Print verbatim the stretch of the listing below from the line containing "Thank you for the photograph above. Please mark the door" through the end of the listing.

* begin RECORDS PROVIDED *

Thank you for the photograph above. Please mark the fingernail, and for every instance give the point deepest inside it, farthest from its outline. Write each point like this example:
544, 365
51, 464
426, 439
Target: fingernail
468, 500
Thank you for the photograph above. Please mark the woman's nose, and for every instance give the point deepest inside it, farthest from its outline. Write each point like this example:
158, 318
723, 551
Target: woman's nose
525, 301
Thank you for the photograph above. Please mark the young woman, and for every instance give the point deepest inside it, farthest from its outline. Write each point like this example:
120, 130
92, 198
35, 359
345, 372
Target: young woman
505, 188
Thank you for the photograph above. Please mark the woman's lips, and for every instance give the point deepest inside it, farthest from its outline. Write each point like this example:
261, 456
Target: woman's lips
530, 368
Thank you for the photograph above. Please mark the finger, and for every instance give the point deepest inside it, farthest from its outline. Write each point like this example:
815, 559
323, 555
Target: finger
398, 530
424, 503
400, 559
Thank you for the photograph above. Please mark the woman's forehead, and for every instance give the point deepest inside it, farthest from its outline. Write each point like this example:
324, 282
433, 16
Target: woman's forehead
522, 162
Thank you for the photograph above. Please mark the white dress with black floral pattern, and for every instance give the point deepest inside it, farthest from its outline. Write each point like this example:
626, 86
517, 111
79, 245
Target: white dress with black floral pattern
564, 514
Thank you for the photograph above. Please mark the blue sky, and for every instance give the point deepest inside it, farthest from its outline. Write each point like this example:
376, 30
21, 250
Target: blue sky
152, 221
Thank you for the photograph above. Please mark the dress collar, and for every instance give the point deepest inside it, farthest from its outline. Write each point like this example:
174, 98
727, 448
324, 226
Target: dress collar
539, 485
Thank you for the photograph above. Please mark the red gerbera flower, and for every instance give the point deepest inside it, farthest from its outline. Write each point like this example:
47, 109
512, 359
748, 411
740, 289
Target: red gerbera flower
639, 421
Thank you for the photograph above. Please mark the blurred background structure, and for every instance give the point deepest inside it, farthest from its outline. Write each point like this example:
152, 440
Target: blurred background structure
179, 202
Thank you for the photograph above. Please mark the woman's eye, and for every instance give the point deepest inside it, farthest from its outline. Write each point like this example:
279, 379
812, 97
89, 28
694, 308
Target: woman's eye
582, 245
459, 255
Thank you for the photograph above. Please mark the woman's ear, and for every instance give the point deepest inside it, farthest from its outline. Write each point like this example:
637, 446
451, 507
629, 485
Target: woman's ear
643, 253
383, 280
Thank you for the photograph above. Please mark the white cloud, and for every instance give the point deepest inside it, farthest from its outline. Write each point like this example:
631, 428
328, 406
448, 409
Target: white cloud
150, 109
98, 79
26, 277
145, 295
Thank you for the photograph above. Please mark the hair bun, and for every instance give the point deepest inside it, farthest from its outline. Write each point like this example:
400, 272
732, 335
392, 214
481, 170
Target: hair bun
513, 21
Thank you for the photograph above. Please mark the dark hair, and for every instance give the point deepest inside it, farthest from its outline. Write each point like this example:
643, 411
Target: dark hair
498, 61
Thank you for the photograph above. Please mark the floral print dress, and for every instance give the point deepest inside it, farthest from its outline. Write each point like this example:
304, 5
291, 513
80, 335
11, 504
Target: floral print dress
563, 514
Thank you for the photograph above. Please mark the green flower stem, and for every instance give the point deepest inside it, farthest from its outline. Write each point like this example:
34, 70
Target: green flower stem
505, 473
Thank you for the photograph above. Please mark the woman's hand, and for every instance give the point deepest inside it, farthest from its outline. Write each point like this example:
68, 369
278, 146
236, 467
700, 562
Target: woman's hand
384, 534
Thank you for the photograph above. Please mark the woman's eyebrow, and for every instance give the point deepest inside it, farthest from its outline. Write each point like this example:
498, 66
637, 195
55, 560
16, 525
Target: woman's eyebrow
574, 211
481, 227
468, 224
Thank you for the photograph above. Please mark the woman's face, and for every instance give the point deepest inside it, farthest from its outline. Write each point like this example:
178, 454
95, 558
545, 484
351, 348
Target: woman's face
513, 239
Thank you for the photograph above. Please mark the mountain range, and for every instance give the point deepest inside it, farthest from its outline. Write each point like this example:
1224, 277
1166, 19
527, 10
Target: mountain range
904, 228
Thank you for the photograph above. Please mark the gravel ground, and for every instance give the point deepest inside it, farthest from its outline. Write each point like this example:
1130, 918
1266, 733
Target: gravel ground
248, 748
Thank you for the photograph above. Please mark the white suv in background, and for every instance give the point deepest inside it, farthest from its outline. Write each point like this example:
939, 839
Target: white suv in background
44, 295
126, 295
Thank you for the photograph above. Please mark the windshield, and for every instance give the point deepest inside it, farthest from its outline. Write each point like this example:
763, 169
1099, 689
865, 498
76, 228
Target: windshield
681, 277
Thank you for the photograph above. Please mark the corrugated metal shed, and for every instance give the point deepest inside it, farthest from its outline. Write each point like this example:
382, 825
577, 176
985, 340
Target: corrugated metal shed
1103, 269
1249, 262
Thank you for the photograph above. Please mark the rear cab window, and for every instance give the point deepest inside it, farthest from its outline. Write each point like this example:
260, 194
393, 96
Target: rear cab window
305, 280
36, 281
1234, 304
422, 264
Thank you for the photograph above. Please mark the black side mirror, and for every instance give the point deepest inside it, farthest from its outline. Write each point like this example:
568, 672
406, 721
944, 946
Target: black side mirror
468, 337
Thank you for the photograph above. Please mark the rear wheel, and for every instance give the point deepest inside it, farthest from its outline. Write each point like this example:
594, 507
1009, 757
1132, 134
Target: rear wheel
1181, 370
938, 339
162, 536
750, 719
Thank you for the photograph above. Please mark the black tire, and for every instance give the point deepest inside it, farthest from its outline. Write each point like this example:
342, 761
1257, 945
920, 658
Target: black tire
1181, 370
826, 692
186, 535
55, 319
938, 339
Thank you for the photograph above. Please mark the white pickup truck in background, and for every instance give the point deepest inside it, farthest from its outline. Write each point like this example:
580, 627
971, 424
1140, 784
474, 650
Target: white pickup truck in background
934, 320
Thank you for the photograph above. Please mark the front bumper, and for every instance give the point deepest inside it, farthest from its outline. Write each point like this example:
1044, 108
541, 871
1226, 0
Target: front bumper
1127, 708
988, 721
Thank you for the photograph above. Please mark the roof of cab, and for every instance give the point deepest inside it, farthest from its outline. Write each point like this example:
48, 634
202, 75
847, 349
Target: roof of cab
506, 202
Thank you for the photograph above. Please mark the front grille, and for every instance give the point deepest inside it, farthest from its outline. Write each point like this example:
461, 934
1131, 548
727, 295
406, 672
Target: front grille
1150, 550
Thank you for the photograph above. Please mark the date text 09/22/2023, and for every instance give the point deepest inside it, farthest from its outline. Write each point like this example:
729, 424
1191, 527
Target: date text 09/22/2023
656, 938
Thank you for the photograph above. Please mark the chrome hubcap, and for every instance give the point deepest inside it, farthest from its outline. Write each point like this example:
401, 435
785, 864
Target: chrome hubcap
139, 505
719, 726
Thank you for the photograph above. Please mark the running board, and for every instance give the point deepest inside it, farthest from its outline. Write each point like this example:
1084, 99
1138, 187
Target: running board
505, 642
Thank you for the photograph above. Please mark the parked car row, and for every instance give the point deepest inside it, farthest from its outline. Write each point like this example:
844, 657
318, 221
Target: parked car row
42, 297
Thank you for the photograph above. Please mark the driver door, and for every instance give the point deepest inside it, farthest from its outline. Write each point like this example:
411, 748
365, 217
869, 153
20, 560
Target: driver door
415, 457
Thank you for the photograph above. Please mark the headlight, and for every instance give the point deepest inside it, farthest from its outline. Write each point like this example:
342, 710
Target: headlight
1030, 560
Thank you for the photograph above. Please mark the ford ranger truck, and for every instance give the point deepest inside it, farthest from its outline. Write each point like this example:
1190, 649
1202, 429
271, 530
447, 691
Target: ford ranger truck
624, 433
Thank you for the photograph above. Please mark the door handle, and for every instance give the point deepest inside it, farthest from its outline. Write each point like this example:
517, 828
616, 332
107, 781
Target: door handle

* end RECORDS PROVIDED *

_PROBLEM SOLUTION_
Thank you for the photograph above. Please mark the door handle, and for every instance give the point deepest inside it, farthest from its outline. Write each point like this example:
517, 828
616, 332
107, 781
Target: door handle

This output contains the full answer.